Entries taken from a collection:
****************************************
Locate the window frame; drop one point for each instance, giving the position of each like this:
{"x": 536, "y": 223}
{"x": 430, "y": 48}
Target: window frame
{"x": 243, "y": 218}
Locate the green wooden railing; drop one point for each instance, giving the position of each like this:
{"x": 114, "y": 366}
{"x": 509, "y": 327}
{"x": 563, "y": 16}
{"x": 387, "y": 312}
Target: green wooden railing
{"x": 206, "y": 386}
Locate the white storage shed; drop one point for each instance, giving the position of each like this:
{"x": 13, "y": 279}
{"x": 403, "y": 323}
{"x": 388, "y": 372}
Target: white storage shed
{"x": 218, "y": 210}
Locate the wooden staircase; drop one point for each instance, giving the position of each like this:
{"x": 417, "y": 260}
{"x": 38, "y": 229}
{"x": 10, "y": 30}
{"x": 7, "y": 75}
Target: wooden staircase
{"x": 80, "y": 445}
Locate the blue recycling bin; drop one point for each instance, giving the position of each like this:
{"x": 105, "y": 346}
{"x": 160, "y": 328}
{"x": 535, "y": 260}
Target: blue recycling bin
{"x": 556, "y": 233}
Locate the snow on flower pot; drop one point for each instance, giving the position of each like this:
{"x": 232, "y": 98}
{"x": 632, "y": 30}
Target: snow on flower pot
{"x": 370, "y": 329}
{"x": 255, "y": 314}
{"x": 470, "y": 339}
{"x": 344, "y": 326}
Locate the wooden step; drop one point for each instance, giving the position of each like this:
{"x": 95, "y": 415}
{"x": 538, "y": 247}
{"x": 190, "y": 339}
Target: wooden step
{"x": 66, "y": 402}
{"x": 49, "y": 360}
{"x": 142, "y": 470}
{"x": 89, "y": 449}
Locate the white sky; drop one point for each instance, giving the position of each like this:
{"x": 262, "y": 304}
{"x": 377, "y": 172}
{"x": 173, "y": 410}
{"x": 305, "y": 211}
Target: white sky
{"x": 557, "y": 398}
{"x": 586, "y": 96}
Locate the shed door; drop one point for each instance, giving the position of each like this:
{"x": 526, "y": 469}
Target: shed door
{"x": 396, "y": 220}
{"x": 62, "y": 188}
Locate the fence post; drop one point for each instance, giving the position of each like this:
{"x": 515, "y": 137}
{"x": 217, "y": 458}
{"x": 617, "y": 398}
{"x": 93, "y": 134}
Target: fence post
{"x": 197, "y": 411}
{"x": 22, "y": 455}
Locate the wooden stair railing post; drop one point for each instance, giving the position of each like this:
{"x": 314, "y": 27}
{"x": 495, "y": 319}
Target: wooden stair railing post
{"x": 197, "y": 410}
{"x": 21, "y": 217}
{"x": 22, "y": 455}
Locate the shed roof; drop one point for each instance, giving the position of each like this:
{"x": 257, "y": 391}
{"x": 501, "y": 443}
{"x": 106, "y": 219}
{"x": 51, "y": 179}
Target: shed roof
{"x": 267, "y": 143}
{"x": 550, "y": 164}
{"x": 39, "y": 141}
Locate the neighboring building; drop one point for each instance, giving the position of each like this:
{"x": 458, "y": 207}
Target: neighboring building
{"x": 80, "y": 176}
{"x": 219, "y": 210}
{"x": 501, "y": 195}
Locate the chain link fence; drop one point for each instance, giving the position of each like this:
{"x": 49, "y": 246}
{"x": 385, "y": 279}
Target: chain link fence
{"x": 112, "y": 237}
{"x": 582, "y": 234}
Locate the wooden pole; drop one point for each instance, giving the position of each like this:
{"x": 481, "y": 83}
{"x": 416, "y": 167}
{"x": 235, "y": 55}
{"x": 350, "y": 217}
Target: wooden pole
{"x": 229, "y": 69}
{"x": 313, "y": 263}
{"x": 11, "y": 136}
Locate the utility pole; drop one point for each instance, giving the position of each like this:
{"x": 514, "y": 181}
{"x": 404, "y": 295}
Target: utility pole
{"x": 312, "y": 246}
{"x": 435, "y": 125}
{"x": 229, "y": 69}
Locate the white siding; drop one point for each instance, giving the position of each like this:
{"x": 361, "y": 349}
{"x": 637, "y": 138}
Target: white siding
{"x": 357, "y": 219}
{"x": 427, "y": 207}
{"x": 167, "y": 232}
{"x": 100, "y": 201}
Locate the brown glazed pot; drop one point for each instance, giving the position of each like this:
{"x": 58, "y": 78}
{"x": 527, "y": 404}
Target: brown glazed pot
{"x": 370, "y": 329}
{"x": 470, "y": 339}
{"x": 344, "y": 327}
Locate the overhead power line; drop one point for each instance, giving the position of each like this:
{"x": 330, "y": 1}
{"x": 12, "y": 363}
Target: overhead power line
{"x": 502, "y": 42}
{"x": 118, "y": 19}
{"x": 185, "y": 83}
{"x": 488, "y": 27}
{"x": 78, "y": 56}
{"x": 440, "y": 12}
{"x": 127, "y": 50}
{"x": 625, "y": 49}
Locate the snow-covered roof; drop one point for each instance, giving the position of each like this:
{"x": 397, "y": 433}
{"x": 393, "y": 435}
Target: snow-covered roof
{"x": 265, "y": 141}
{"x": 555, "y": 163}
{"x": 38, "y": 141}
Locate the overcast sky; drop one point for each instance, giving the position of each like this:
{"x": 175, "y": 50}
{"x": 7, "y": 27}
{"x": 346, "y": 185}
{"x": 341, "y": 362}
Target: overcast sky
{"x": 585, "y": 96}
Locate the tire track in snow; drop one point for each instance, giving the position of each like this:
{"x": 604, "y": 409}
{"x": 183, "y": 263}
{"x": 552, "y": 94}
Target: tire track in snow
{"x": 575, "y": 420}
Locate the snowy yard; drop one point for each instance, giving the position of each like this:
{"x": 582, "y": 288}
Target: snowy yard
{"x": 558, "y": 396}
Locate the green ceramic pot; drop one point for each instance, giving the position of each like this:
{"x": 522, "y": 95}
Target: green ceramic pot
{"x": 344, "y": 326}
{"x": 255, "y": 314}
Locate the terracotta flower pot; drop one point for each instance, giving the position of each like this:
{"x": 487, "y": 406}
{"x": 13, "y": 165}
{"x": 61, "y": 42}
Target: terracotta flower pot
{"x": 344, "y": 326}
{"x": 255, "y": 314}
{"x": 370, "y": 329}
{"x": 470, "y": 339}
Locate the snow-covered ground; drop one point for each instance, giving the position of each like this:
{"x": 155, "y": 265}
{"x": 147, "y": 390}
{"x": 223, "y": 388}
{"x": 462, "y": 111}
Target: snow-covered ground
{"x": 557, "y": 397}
****************************************
Above are the records; copy exactly the lines from the one with "Locate the terracotta" through the final line.

Locate the terracotta flower pot; drop one point for each instance, giving the position of each like this:
{"x": 487, "y": 406}
{"x": 13, "y": 165}
{"x": 61, "y": 42}
Target: terracotta flower pot
{"x": 344, "y": 326}
{"x": 255, "y": 314}
{"x": 370, "y": 329}
{"x": 470, "y": 339}
Locate the snow-covered ground; drop one point for each instance, giving the position of each like this:
{"x": 155, "y": 265}
{"x": 147, "y": 390}
{"x": 223, "y": 388}
{"x": 462, "y": 111}
Target: snow-covered ground
{"x": 557, "y": 397}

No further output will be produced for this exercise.